Filter the records down to the lines that hold the word "interior", and copy each of those lines.

[Records from a data source]
····················

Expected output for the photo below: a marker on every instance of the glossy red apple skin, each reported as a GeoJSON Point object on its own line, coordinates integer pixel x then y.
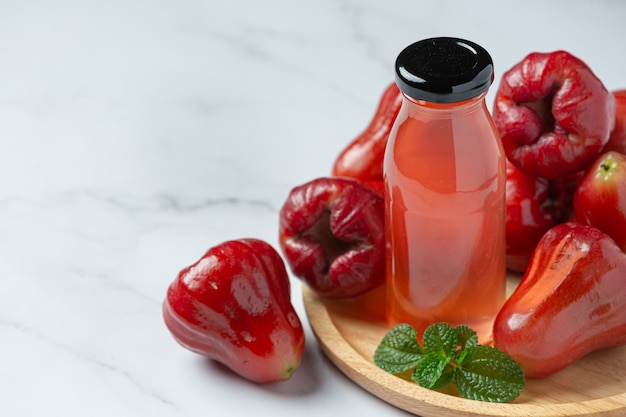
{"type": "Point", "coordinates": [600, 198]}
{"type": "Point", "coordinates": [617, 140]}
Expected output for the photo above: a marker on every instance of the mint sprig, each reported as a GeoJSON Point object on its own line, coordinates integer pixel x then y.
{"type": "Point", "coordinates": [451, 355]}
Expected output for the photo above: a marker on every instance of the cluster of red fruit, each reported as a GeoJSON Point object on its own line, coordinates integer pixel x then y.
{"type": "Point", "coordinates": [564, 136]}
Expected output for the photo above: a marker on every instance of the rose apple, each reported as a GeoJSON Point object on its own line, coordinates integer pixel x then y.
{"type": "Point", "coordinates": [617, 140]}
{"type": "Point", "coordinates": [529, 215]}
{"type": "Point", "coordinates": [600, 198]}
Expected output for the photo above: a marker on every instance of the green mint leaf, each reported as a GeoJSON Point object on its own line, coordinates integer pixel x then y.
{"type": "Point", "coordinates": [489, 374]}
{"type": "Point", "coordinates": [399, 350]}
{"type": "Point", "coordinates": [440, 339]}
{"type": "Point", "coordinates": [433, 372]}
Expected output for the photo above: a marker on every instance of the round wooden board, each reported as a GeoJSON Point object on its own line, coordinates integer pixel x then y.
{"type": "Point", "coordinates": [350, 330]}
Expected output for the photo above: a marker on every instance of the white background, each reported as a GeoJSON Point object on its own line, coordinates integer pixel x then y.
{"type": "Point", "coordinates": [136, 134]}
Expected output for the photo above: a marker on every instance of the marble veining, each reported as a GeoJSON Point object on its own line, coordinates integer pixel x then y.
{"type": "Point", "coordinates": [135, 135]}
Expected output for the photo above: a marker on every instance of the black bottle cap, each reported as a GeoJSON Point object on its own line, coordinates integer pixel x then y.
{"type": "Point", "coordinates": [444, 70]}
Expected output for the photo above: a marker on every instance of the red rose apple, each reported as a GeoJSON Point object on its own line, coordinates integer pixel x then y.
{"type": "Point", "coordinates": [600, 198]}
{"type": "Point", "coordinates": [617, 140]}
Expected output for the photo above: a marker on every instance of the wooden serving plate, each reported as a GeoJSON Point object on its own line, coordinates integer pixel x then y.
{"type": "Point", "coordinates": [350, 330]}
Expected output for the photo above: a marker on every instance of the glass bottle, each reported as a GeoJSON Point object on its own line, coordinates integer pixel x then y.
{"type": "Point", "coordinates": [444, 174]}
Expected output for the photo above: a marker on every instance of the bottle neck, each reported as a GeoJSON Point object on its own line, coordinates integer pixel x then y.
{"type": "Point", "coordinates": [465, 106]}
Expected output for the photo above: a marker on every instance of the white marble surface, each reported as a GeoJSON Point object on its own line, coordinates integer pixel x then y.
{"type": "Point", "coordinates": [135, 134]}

····················

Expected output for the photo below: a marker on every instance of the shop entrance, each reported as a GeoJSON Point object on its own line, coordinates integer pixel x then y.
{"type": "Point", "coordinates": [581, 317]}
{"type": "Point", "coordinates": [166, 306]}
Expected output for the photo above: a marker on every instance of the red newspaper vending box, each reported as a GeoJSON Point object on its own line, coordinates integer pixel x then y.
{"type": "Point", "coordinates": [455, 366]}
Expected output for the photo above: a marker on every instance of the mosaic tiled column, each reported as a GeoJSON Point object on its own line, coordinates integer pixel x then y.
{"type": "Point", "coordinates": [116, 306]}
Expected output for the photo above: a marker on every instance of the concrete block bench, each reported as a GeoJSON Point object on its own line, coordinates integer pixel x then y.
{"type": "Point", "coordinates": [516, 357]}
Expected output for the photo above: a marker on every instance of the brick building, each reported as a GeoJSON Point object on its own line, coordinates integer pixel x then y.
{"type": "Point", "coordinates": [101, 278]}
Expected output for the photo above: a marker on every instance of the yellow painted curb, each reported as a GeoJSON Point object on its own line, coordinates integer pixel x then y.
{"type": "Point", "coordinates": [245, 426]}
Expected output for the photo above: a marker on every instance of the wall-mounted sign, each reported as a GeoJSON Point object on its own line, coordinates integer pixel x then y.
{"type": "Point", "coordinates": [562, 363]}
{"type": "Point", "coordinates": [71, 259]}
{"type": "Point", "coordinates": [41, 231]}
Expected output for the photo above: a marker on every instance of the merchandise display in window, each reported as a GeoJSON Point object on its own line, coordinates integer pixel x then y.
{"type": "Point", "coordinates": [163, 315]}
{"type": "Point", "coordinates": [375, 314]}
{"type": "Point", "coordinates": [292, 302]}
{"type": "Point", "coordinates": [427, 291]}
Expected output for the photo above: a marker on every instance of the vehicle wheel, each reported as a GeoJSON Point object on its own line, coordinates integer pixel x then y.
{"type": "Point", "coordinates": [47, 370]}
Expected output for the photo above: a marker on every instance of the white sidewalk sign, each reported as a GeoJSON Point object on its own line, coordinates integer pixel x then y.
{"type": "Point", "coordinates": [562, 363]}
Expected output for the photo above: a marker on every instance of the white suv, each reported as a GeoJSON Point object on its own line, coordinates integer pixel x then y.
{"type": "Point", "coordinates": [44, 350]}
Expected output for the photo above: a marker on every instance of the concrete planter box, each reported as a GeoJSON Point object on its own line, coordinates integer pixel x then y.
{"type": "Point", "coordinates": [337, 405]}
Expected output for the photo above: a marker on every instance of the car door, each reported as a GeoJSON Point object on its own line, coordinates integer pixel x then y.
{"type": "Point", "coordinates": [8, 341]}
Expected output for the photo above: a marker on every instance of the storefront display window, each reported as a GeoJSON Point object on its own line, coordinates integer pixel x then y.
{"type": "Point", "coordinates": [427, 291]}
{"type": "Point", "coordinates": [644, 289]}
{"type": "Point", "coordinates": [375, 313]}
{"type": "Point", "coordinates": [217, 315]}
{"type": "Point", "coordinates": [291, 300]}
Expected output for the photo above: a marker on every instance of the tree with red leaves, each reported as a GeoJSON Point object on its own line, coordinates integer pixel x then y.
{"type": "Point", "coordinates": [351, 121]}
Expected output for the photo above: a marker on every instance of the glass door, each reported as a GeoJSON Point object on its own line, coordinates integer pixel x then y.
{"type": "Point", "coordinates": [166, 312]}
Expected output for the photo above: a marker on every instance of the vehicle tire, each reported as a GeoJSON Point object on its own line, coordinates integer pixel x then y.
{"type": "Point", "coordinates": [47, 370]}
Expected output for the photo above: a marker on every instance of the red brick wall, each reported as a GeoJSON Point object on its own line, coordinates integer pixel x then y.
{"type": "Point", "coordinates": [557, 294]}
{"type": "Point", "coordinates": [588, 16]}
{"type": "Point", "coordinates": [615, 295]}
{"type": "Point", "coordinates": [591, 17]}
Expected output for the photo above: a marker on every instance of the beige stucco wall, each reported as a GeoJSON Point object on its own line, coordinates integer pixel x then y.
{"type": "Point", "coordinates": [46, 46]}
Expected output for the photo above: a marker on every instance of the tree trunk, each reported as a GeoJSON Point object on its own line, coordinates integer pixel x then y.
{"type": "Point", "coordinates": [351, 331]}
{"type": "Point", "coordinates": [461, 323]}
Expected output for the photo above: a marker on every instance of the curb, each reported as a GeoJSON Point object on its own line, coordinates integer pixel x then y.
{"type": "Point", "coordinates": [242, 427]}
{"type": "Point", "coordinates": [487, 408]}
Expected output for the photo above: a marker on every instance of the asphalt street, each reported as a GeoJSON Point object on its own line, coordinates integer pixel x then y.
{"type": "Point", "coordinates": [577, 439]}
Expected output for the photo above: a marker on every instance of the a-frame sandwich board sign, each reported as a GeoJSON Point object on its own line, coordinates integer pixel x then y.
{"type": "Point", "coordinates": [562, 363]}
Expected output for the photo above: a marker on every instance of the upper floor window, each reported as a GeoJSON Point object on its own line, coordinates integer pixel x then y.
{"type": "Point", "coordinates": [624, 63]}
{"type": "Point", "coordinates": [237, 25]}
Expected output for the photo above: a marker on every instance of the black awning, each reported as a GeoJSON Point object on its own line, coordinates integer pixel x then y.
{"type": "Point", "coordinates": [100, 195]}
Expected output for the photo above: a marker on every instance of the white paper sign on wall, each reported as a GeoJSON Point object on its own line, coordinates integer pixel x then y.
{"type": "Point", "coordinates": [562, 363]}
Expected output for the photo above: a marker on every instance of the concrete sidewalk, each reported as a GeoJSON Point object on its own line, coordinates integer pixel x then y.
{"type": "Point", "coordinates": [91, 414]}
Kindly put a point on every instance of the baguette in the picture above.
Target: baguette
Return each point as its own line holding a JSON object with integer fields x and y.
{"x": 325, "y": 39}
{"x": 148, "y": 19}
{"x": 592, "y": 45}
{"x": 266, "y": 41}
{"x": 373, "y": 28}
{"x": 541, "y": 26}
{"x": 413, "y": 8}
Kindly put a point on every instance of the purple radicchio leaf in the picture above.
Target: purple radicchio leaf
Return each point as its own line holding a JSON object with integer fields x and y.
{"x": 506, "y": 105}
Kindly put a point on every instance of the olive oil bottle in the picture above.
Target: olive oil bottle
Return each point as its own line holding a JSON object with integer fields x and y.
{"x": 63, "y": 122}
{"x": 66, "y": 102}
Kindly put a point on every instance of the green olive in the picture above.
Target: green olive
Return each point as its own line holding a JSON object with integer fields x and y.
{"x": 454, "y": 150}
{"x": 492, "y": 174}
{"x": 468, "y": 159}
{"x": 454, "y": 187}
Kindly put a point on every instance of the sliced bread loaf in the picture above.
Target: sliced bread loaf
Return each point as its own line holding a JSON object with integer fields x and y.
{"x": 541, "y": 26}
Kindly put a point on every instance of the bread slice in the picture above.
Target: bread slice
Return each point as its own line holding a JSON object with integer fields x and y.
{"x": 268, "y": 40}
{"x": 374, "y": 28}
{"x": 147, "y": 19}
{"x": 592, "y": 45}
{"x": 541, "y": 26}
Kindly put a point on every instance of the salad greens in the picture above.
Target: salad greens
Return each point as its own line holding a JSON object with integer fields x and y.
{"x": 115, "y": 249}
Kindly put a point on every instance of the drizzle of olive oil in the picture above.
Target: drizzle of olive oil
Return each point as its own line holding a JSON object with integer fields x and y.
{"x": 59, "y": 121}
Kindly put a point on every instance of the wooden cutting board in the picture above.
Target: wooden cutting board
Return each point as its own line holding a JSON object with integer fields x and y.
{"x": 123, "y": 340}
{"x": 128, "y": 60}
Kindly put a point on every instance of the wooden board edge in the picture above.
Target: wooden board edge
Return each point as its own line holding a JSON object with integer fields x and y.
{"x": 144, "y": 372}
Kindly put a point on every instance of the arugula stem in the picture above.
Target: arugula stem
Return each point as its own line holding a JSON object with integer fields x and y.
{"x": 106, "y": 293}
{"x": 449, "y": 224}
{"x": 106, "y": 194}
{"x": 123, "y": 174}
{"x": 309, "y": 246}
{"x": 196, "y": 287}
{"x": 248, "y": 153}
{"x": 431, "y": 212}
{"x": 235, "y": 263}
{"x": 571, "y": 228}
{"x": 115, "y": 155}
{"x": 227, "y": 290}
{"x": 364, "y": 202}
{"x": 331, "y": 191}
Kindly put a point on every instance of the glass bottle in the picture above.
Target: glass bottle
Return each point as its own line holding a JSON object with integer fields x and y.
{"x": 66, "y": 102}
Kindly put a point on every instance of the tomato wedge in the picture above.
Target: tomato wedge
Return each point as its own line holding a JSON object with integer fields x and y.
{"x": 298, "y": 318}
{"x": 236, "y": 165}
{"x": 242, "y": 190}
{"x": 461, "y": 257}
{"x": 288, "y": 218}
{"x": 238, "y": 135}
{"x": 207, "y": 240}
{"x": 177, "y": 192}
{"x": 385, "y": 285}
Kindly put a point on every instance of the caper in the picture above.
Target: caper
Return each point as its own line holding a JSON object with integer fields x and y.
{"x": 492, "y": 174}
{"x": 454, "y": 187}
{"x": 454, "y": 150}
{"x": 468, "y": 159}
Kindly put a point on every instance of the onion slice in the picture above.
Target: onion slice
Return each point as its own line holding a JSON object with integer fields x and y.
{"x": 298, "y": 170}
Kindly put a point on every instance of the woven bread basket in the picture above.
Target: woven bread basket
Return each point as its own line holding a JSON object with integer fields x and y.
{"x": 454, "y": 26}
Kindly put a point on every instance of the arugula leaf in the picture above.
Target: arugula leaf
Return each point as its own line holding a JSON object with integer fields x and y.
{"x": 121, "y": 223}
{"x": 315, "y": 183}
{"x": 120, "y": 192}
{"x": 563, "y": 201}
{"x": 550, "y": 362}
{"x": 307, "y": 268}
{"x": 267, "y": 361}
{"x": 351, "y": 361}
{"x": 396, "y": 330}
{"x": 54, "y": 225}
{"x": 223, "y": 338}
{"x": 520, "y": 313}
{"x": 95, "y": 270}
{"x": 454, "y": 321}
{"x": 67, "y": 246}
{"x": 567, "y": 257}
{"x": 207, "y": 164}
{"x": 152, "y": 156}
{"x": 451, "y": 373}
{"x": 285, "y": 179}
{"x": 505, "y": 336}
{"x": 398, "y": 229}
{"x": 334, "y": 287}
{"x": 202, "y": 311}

····················

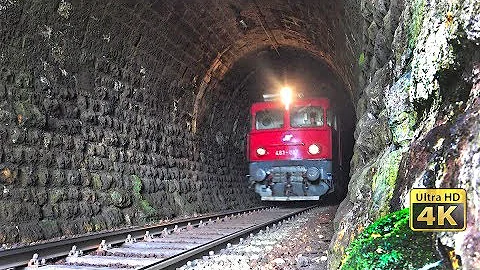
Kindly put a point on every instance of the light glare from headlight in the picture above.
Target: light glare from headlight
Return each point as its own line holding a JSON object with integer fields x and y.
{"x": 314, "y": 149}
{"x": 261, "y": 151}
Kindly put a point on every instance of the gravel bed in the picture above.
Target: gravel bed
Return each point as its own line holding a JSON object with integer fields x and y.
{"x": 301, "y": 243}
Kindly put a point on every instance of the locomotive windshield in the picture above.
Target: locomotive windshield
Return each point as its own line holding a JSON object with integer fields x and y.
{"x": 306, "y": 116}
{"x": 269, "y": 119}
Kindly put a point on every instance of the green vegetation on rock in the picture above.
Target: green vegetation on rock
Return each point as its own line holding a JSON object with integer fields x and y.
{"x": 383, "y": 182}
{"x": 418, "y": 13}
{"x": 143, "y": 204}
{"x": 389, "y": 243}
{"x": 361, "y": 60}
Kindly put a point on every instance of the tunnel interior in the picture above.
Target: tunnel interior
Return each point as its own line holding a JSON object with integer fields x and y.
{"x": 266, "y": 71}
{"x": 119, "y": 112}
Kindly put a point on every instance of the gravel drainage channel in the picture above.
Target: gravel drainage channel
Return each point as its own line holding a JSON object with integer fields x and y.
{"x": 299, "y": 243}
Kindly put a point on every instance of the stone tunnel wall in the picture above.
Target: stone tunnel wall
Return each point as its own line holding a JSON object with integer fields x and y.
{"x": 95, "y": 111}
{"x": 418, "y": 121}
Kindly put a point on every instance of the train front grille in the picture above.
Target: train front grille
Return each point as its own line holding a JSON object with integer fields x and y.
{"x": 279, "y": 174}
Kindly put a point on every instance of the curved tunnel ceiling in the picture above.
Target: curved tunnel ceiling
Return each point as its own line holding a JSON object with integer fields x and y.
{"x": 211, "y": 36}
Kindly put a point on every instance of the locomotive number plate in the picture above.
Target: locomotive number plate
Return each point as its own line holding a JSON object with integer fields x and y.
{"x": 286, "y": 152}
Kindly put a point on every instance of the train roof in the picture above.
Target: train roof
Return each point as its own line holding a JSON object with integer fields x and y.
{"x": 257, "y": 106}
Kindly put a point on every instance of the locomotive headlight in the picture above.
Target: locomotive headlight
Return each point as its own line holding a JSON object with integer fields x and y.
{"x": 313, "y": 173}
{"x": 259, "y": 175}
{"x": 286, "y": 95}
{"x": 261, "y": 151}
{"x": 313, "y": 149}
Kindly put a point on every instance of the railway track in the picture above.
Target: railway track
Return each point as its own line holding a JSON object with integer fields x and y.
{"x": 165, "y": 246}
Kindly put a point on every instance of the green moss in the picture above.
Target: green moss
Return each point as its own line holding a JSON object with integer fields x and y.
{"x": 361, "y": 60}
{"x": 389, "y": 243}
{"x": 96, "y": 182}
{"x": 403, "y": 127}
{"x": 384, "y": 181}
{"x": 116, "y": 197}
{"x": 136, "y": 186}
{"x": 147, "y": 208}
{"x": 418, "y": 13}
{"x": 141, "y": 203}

····················

● Exercise response:
Kindly put a point on every instance of the tunnel interior in the picture above.
Target: tunnel interior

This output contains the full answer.